■ Excerpt from the dataset
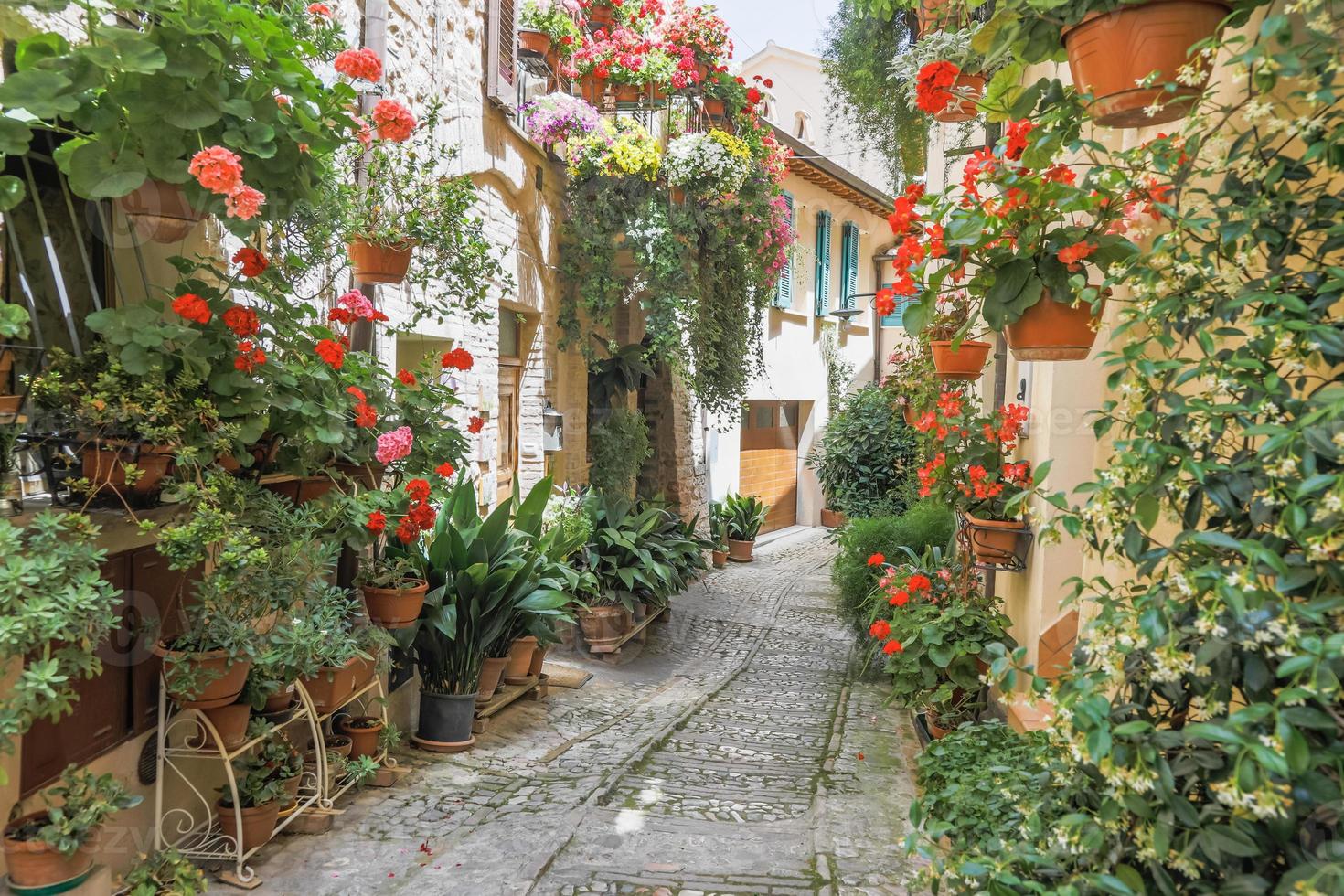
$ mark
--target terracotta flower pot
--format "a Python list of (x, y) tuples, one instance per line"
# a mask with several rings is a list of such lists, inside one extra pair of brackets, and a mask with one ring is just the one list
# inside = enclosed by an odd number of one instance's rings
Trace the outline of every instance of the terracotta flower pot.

■ SET PROBLEM
Please format each line of the material above as a numbered list, skipping any blank lines and leaving out the pictures.

■ THE REPLY
1. $ mark
2. --target terracotta flower pot
3. --format "a Python list of (x, y) tuples, one instance per line"
4. # a mask with several rings is a list of such lists, inside one extra pair of brackets, and a mask with one ring is just the one list
5. # inside = enclosed by an odd number of one instance's rings
6. Trace the outline of every instance of the terracotta flower pot.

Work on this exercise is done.